## Task instructions
Scan the entries below and say how many lines contain "negative". Write only the number.

## Data for this task

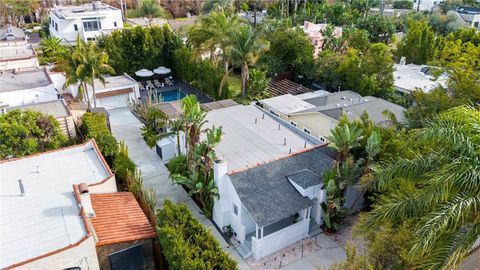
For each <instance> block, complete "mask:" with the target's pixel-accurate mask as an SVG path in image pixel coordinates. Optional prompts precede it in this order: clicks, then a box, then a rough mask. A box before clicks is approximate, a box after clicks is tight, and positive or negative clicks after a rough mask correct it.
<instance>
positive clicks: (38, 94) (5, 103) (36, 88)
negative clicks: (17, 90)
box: [0, 84, 58, 106]
mask: <svg viewBox="0 0 480 270" xmlns="http://www.w3.org/2000/svg"><path fill="white" fill-rule="evenodd" d="M57 99H58V97H57V92H56V91H55V87H54V85H53V84H50V85H47V86H43V87H37V88H32V89H26V90H18V91H9V92H2V93H0V104H8V105H9V106H21V105H25V104H31V103H38V102H45V101H52V100H57Z"/></svg>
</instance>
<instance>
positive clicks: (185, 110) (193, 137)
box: [181, 95, 207, 166]
mask: <svg viewBox="0 0 480 270" xmlns="http://www.w3.org/2000/svg"><path fill="white" fill-rule="evenodd" d="M182 110H183V114H182V120H181V122H182V123H183V124H184V129H183V130H184V131H185V136H186V140H185V144H186V145H185V146H186V148H187V151H188V154H187V160H188V163H189V165H190V166H191V165H192V164H193V154H194V153H193V151H194V149H195V146H196V145H197V144H198V143H199V142H200V134H201V133H202V132H203V130H202V127H203V125H204V124H205V123H206V122H207V121H206V120H205V119H206V117H207V114H206V112H205V111H204V110H202V108H201V107H200V103H199V102H198V100H197V97H196V96H194V95H189V96H186V97H184V98H183V99H182Z"/></svg>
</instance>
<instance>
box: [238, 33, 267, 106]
mask: <svg viewBox="0 0 480 270" xmlns="http://www.w3.org/2000/svg"><path fill="white" fill-rule="evenodd" d="M265 46H266V42H265V41H264V40H263V39H260V37H259V36H258V34H257V32H255V31H254V30H253V29H252V27H251V26H250V25H248V24H246V25H242V26H241V27H240V28H239V31H238V33H237V35H236V36H235V37H234V40H233V46H232V58H233V60H234V61H235V62H237V63H238V64H239V65H240V67H241V77H242V82H241V89H242V96H243V97H244V98H245V92H246V91H245V89H246V87H247V82H248V76H249V70H248V66H249V65H253V64H255V63H256V62H257V60H258V56H259V54H260V52H261V51H262V50H263V49H264V48H265Z"/></svg>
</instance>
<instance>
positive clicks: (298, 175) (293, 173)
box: [287, 169, 322, 189]
mask: <svg viewBox="0 0 480 270" xmlns="http://www.w3.org/2000/svg"><path fill="white" fill-rule="evenodd" d="M287 178H288V180H290V181H292V182H294V183H296V184H297V185H299V186H300V187H301V188H303V189H307V188H309V187H313V186H316V185H320V184H321V183H322V179H321V178H320V176H319V175H317V174H315V173H313V172H312V171H310V170H309V169H302V170H300V171H297V172H294V173H291V174H289V175H287Z"/></svg>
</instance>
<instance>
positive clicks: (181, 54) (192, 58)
mask: <svg viewBox="0 0 480 270" xmlns="http://www.w3.org/2000/svg"><path fill="white" fill-rule="evenodd" d="M173 59H174V61H173V63H174V66H173V68H174V70H175V74H176V75H177V77H178V78H180V79H181V80H182V81H184V82H185V83H186V84H188V85H190V86H192V87H193V88H196V89H197V90H200V91H201V92H202V93H204V94H205V95H207V96H209V97H210V98H213V99H217V100H219V99H225V98H230V97H231V93H230V90H229V88H228V83H225V85H224V86H223V90H222V94H221V95H219V93H218V89H219V87H220V82H221V80H222V77H223V70H222V69H221V68H218V67H216V66H215V65H214V64H213V63H212V62H211V61H210V60H208V59H206V60H197V59H195V58H194V57H193V55H192V51H191V50H190V49H189V48H186V47H182V48H179V49H176V50H175V53H174V56H173Z"/></svg>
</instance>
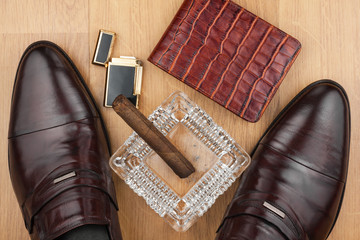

## Response below
2